Work required -
Whenever a line in the entries includes the word "below", copy that line out.

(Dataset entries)

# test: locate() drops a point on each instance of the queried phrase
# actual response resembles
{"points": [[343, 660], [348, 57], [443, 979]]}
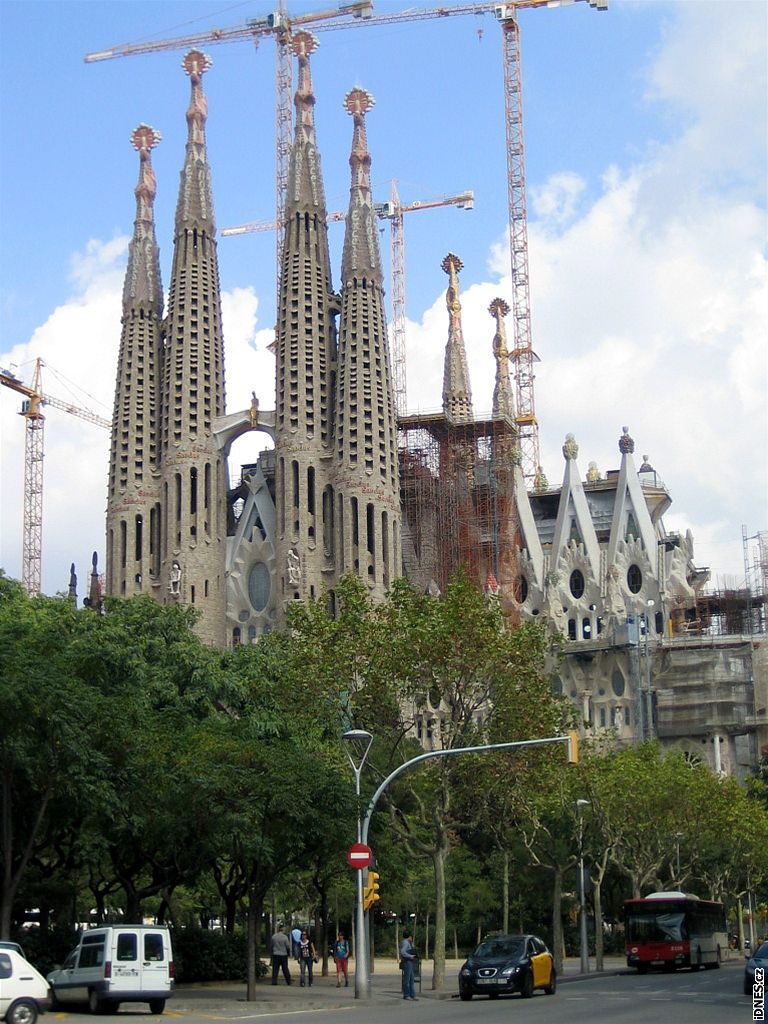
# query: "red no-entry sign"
{"points": [[359, 856]]}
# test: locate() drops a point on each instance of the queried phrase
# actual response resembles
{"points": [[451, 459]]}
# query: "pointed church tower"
{"points": [[194, 474], [133, 496], [306, 352], [504, 403], [457, 393], [368, 509]]}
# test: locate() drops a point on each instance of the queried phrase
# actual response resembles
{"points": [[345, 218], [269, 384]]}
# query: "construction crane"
{"points": [[392, 211], [33, 464], [280, 25]]}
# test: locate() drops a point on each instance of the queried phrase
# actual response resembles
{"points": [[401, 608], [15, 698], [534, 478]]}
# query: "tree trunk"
{"points": [[438, 860], [598, 904], [557, 936], [254, 920], [322, 939], [505, 892]]}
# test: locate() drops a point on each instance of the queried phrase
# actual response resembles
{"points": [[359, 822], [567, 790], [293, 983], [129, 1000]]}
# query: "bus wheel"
{"points": [[715, 964]]}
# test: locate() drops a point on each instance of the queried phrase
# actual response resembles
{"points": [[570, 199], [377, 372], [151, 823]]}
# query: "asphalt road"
{"points": [[706, 997]]}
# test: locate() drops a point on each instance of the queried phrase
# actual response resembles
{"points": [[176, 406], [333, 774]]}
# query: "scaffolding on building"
{"points": [[457, 485]]}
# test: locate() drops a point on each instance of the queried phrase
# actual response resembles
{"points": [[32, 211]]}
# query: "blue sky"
{"points": [[645, 131]]}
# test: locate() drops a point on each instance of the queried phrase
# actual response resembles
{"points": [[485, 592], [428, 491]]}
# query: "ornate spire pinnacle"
{"points": [[361, 254], [142, 283], [457, 394], [304, 177], [195, 204], [504, 403], [626, 443]]}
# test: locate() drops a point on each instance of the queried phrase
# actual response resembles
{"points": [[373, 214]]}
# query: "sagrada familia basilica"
{"points": [[347, 485]]}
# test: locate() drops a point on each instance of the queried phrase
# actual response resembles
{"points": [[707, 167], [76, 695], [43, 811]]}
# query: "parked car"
{"points": [[758, 958], [505, 964], [24, 991], [117, 964]]}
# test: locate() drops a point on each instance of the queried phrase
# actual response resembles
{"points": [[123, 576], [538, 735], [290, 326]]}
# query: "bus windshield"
{"points": [[647, 927]]}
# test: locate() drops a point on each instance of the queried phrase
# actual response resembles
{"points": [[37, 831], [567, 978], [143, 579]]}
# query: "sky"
{"points": [[646, 152]]}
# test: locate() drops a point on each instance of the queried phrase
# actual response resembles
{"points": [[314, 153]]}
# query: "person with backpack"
{"points": [[306, 956], [341, 958]]}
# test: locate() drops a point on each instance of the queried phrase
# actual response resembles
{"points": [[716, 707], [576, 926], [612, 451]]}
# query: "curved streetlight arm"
{"points": [[445, 754]]}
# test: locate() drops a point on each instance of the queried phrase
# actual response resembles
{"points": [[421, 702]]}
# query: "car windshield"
{"points": [[498, 948]]}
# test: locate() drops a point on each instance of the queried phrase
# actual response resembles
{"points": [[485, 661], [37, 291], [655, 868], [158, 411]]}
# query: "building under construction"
{"points": [[352, 486]]}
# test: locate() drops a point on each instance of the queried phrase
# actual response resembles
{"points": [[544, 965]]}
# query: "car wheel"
{"points": [[22, 1012], [95, 1005], [526, 989]]}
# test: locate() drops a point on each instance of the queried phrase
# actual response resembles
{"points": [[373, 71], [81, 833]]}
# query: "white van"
{"points": [[117, 964], [24, 991]]}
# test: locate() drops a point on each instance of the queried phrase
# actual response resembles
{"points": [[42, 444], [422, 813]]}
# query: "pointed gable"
{"points": [[630, 509], [573, 518]]}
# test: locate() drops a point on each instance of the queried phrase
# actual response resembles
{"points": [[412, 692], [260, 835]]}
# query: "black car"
{"points": [[758, 960], [504, 964]]}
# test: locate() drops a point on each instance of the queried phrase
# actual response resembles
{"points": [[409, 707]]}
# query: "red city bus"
{"points": [[674, 929]]}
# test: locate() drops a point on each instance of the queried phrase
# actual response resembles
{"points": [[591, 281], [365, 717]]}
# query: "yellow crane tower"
{"points": [[33, 464], [392, 211], [280, 26]]}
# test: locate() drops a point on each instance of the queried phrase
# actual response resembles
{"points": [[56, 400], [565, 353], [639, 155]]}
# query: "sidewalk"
{"points": [[228, 998]]}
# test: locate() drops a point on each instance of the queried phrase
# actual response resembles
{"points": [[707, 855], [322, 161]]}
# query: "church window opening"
{"points": [[617, 682], [371, 541], [634, 579], [259, 586]]}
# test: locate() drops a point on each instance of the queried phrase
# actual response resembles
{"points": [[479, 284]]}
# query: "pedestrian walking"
{"points": [[280, 948], [341, 958], [408, 956], [307, 957]]}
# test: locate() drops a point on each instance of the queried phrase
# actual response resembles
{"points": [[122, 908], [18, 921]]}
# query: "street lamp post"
{"points": [[358, 741], [583, 947], [678, 837]]}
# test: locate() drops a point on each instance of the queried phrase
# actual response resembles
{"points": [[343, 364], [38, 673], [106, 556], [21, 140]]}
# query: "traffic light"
{"points": [[371, 894], [572, 748]]}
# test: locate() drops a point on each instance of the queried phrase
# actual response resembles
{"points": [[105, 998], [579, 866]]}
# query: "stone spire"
{"points": [[361, 254], [504, 403], [133, 485], [192, 530], [305, 188], [366, 477], [457, 394], [142, 284], [195, 207], [306, 352]]}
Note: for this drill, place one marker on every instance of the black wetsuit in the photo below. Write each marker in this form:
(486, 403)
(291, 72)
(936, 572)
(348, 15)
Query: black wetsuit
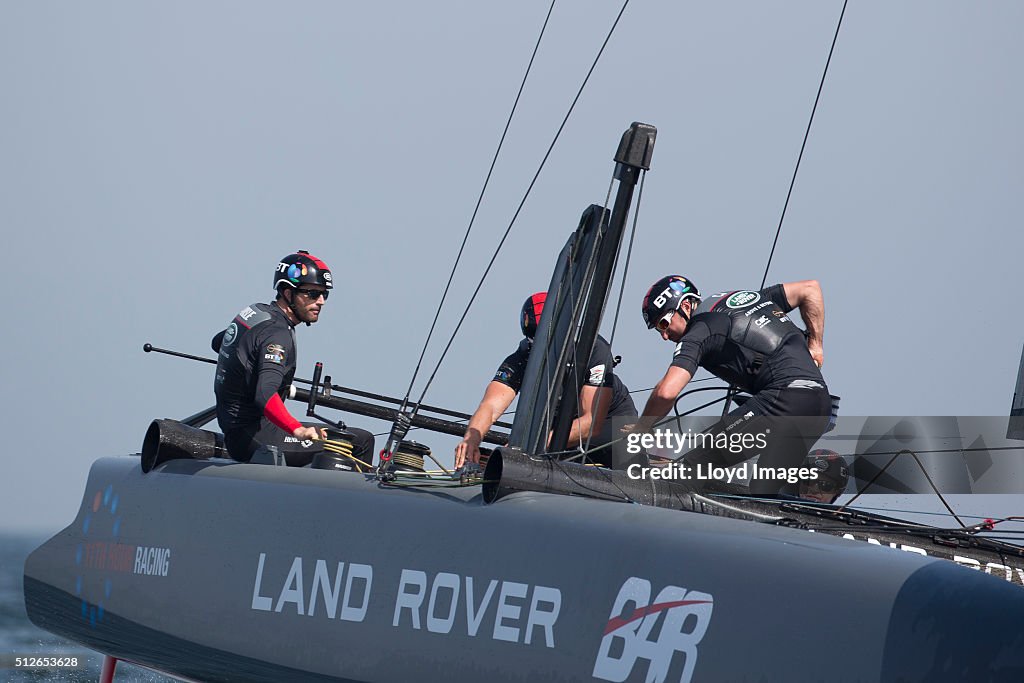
(256, 359)
(600, 373)
(748, 339)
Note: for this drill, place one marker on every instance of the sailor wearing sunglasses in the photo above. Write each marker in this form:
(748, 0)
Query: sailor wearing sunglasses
(748, 339)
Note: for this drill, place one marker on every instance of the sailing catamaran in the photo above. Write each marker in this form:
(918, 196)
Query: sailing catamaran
(542, 568)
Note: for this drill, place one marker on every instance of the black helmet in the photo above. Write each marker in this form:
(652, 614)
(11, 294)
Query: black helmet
(530, 315)
(666, 295)
(302, 268)
(832, 467)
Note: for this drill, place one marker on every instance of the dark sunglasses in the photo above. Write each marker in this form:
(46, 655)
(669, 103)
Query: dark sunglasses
(312, 295)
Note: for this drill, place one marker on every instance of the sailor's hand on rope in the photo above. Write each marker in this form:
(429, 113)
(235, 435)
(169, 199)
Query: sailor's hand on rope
(467, 451)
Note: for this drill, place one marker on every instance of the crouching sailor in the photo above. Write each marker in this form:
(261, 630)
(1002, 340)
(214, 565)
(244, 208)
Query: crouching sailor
(256, 365)
(747, 339)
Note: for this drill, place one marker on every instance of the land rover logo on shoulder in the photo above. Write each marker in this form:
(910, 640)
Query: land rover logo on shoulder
(229, 334)
(740, 299)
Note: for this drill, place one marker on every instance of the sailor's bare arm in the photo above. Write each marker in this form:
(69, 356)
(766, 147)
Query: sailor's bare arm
(496, 400)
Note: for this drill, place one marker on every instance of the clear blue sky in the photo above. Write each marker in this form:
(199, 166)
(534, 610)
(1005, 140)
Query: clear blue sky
(158, 159)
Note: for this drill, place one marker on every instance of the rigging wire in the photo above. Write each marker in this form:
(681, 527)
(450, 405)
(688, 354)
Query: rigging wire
(807, 133)
(479, 200)
(523, 202)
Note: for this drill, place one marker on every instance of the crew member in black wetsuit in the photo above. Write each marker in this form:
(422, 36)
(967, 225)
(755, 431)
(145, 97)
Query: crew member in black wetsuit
(256, 365)
(603, 394)
(747, 339)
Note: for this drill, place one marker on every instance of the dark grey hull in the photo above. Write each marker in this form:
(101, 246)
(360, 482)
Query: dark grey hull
(220, 571)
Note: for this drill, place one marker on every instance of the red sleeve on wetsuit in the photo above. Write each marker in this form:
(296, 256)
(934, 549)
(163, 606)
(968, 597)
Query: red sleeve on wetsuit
(275, 412)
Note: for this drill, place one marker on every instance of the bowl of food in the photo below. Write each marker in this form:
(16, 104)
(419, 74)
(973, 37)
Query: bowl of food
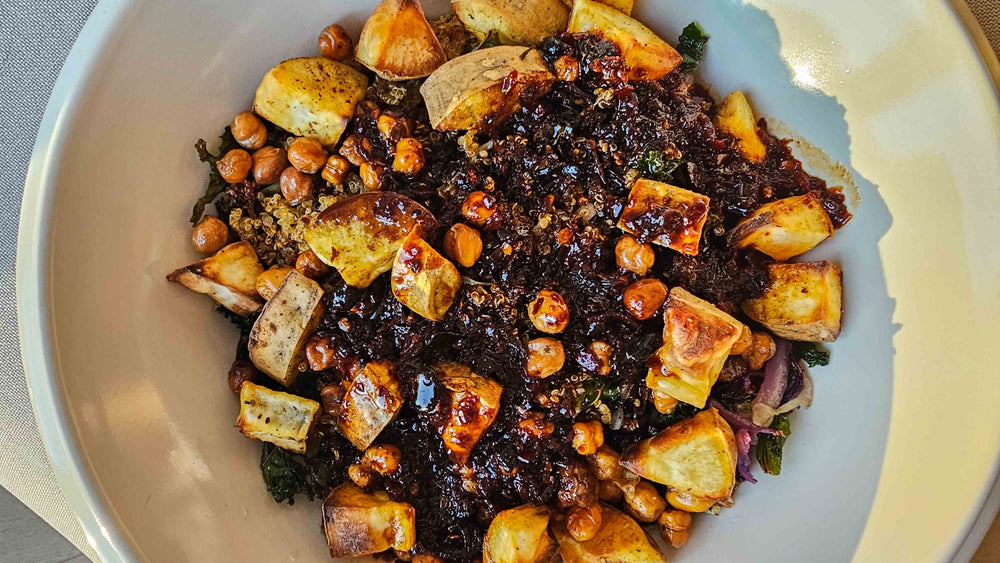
(517, 281)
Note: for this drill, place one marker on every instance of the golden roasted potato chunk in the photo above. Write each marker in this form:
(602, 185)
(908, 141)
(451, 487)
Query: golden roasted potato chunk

Task output -
Note: for this drill, place one marker on every instance of the black wetsuit in the photo below. Write each marker in this form:
Note: for this drill, place one marker on every instance of the bowl of food in the photo below. Write each marker in this form:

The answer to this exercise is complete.